## YOUR INSTRUCTIONS
Reproduce every one of the lines below word for word, omitting the pictures.

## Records
····················

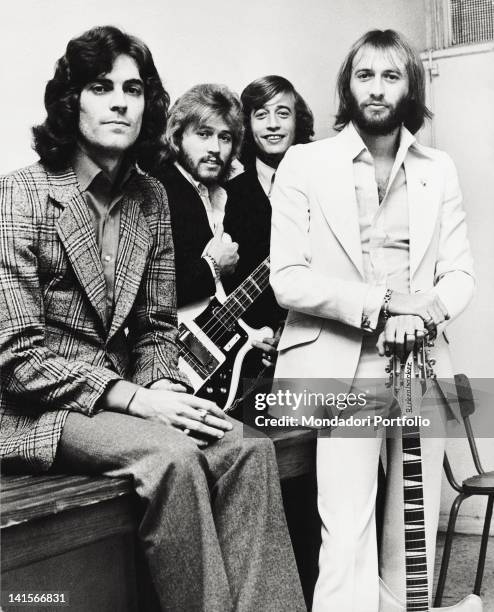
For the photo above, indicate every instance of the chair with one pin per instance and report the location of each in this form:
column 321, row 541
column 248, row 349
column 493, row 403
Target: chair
column 481, row 483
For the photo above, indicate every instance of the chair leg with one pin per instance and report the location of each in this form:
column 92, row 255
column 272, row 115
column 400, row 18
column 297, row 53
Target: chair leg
column 447, row 549
column 483, row 546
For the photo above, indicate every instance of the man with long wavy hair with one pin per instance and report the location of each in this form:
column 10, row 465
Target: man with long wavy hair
column 203, row 135
column 369, row 249
column 88, row 360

····················

## THE OUTPUT
For the photo above, indicate every instance of the chair with one pin per instance and report the location of each in this form:
column 321, row 541
column 248, row 349
column 493, row 403
Target: chair
column 481, row 483
For the photo above, indicate every instance of the chair leg with one pin per instance and report the location of each in this form:
column 92, row 255
column 272, row 115
column 400, row 18
column 297, row 53
Target: chair leg
column 447, row 549
column 483, row 546
For the photo above, indicate every instance of the man with long wavy hair with one pin per instance and report the location of each in this form:
column 10, row 465
Target: man with long wavy hair
column 203, row 135
column 369, row 249
column 88, row 360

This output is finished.